Document segment »
Leave it to Reason to pick out a billionaire as a martyr. Normally when I hear about free speech heroes, they've said something. Apparently, what Jimmy Lai stands against is the extension of China's "illiberalism" to Hong Kong.

What exactly is that supposed to be describing, and what is he against? If all he's against is the financial setup that allowed him to become as rich as he did, and the fact that he would have to deal with new masters as Hong Kong's colonial period was ended, why the hell should I care? What does Jimmy Lai stand for that China stands against that I should care about?

"Illiberalism."

Meanwhile, the EU just unpersoned a Swiss citizen, a writer, Jacques Baud*, for not taking the European side in the US-Russia conflict. Not for lying about it, but simply for not taking the European side. Not that Reason would support that, either, but China doesn't have any monopoly on "illiberalism," and illiberalism in the control of speech is far more important to me than the oppression of billionaires.

Tasks to complete »
1: Summarize the commentary on Jimmy Lai in two sentences.
2: Write the next paragraph of the commentary on Jimmy Lai and free speech, picking up after its final sentence.

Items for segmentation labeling

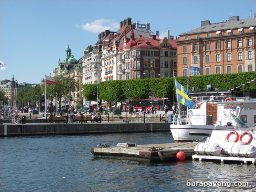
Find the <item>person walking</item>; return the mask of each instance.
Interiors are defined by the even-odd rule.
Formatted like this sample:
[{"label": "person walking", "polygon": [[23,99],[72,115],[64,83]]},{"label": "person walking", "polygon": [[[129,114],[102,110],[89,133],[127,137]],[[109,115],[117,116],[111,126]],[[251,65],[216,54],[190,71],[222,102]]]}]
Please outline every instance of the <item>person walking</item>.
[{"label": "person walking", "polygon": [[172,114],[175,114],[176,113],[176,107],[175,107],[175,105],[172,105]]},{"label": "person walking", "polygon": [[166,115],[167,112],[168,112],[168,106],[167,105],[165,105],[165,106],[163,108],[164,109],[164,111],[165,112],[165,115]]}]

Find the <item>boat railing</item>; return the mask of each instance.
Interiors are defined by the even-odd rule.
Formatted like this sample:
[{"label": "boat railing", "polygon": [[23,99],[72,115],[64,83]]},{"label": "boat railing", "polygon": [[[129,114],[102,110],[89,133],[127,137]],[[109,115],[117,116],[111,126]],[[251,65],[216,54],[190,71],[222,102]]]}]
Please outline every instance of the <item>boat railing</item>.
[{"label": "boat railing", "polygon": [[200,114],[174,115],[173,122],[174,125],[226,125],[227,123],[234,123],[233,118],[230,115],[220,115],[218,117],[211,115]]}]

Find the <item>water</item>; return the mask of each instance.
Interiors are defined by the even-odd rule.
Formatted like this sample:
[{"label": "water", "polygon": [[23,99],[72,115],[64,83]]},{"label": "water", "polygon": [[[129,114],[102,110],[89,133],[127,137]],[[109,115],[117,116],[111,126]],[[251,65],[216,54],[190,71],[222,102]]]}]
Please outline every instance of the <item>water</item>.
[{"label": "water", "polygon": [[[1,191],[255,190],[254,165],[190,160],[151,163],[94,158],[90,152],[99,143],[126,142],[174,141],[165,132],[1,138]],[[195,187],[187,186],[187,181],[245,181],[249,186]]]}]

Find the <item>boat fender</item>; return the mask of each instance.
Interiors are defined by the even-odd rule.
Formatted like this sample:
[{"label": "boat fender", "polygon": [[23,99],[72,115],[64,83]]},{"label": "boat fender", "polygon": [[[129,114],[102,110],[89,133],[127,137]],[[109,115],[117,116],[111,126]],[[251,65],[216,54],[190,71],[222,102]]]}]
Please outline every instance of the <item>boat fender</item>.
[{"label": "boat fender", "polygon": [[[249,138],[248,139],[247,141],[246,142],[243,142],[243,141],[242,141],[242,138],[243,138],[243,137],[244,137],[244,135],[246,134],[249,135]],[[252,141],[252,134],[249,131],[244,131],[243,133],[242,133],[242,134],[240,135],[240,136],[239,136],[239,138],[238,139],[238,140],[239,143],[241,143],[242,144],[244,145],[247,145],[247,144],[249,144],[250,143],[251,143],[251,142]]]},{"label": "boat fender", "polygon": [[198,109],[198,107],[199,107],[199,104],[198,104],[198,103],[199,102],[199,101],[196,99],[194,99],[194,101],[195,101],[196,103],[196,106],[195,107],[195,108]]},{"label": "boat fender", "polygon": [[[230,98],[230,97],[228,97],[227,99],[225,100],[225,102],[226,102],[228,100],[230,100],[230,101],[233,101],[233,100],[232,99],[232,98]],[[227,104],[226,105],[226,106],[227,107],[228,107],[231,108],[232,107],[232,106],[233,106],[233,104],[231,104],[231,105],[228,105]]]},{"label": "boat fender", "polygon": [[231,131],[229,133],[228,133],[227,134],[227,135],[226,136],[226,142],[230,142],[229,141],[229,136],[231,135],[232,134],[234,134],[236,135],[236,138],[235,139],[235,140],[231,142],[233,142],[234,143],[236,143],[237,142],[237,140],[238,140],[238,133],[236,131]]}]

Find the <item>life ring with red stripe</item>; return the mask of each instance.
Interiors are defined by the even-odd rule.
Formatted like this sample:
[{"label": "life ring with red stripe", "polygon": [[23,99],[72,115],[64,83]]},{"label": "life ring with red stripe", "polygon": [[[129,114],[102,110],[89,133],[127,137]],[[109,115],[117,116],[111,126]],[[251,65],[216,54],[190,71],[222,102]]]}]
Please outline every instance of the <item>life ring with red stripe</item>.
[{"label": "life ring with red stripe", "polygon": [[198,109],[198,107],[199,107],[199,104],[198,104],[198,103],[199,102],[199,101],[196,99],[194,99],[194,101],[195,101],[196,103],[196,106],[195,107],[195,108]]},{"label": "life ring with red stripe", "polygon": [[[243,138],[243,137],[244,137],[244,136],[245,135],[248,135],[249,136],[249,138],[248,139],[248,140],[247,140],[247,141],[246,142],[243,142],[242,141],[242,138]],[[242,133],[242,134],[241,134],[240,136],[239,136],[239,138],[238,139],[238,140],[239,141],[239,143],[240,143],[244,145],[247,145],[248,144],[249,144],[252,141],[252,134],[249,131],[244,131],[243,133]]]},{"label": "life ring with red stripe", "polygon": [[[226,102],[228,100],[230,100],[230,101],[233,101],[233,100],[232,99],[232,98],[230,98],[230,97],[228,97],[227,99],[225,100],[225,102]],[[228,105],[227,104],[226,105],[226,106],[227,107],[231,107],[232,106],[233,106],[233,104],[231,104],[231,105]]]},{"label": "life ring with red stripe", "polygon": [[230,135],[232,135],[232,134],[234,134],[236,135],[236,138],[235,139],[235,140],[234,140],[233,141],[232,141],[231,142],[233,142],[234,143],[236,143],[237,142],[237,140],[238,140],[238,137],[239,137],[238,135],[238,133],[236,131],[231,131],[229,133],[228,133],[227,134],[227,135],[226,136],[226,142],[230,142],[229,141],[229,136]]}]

Answers provided »
1: The writer faults Reason for casting billionaire Jimmy Lai as a free speech martyr and asks what he stands for beyond opposing the extension of China's "illiberalism" to Hong Kong. The writer then points to the EU unpersoning Swiss writer Jacques Baud for not taking the European side in the US-Russia conflict, arguing that China has no monopoly on illiberalism and that illiberal control of speech matters more to the writer than the oppression of billionaires.

2:
Lai's just getting Khodorkovsky'd: some of the rich think they're beyond government, when they operate purely through the blessing of and coddling by governments. You would think you would know that when all you do is accumulate and trade government promises in the form of currency, but the amount of praise you get as a disturbingly rich person must destroy brain function to some extent. There has got to be some atrophy in your sense of cause and effect and a distortion of your place in the world when you're on top in every room.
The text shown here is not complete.